Your instructions — Find every line in the entries below that contains the word "potted", and copy each of those lines.

Supplied information —
· · · · · · ·
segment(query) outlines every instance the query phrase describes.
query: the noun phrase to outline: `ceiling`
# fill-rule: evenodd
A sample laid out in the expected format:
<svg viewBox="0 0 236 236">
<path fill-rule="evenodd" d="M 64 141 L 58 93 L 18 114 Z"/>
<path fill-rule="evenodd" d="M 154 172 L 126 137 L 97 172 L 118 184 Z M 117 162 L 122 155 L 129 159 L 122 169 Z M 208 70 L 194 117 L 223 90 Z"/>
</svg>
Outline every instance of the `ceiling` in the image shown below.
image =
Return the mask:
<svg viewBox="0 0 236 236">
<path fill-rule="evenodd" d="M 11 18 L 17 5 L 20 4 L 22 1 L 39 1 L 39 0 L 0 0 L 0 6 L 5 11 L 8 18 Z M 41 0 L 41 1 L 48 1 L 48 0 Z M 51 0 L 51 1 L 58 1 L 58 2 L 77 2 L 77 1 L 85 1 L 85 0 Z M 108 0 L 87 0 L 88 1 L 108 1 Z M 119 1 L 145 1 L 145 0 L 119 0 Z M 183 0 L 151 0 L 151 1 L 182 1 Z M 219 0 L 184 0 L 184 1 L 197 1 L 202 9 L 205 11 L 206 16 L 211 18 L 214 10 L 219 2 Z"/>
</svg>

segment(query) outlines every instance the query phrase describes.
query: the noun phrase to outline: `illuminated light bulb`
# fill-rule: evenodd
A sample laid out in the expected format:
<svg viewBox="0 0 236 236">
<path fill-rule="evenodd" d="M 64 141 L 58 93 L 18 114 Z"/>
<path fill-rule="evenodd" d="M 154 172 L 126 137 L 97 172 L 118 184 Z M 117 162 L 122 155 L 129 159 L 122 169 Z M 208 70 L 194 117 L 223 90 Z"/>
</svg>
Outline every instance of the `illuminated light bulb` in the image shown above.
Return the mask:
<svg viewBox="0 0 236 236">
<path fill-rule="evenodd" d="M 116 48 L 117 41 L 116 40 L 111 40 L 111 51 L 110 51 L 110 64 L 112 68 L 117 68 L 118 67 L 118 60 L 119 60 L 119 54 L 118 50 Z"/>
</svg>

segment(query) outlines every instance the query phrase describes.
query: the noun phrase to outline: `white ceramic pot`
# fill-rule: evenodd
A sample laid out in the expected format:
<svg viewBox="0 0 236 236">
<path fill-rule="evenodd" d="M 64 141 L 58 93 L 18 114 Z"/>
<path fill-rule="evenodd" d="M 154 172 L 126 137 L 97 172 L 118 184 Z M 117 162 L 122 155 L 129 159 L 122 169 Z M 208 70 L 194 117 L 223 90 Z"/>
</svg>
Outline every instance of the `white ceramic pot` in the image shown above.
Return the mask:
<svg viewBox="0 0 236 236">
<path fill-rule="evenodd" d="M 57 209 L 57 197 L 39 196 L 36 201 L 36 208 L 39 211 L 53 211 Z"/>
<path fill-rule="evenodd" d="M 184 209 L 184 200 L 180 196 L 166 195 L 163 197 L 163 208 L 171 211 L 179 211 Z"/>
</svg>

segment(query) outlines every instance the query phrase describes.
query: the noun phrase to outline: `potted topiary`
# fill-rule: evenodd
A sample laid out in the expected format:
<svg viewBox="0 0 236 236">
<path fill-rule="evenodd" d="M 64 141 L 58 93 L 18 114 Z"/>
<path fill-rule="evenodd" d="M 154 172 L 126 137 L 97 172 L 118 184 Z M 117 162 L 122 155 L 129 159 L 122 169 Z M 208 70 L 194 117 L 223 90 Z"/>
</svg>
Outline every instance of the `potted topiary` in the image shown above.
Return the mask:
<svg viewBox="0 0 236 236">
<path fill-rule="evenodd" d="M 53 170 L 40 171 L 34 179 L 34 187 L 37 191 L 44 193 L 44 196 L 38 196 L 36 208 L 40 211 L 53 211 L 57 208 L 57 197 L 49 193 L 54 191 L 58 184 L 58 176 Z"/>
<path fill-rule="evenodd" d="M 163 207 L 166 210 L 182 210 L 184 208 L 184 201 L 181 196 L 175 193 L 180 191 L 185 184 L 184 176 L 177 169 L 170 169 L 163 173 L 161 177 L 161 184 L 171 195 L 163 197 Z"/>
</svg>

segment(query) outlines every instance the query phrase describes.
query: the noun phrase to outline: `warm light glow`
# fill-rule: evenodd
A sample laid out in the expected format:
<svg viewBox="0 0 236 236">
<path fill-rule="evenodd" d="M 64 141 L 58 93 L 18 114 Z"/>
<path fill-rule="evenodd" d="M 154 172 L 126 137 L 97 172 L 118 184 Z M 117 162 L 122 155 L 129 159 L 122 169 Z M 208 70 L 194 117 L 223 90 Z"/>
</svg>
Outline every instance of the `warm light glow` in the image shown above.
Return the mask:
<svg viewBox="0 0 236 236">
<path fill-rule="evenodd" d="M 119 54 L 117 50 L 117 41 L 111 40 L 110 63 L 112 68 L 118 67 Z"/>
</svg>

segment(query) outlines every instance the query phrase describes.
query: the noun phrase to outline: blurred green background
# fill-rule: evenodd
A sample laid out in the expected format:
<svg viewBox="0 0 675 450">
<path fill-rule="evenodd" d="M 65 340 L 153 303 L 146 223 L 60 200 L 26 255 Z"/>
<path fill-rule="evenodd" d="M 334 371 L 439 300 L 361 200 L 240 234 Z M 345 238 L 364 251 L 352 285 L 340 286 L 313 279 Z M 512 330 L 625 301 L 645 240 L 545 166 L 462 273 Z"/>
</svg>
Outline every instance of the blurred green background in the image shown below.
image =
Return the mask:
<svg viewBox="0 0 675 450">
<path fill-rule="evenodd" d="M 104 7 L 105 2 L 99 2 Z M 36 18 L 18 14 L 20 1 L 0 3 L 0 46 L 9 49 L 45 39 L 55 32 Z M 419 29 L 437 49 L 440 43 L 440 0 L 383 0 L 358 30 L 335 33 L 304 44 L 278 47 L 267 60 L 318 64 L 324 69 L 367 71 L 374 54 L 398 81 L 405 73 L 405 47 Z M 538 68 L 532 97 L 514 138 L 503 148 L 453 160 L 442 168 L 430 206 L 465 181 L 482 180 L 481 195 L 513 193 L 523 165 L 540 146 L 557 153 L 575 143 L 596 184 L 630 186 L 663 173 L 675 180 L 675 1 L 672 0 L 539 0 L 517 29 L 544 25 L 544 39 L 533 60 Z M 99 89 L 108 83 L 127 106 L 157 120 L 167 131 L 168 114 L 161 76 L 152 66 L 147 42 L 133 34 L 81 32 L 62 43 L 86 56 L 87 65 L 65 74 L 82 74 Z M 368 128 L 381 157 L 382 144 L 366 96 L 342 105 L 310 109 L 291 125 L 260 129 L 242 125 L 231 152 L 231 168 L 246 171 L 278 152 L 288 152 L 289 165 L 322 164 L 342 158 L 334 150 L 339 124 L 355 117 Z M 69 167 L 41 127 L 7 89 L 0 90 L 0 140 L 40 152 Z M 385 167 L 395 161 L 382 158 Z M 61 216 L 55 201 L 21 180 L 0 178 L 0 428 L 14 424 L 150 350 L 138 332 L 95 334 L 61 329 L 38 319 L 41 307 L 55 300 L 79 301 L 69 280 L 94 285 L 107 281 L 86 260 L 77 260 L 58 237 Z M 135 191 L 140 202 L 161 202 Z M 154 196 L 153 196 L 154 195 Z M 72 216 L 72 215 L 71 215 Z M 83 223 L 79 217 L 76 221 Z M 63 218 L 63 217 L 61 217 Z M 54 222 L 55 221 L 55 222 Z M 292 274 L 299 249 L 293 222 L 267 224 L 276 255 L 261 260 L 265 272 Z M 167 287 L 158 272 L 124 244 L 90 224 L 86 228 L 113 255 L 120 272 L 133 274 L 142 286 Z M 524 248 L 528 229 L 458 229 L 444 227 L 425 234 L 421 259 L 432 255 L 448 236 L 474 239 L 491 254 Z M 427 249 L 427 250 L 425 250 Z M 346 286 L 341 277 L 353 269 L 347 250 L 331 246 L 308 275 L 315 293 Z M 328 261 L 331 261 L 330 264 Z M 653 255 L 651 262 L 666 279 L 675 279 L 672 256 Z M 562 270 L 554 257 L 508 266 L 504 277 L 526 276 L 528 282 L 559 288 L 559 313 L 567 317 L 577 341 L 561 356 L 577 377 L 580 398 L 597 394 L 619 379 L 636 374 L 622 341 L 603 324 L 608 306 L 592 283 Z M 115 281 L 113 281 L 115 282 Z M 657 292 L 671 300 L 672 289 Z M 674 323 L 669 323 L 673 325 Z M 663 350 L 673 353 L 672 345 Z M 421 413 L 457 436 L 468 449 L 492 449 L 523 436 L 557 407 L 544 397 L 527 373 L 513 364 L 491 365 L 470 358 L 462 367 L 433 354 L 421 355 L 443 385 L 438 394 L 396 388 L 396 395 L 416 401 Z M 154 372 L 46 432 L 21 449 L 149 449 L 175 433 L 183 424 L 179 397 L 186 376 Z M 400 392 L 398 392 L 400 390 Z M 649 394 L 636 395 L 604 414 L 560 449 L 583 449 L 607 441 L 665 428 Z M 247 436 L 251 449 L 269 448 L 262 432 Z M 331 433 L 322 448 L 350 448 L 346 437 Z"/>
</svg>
· · · · · · ·
Correct result —
query: the noun phrase to outline: `potted topiary`
Outline every instance of the `potted topiary` in the image shown above.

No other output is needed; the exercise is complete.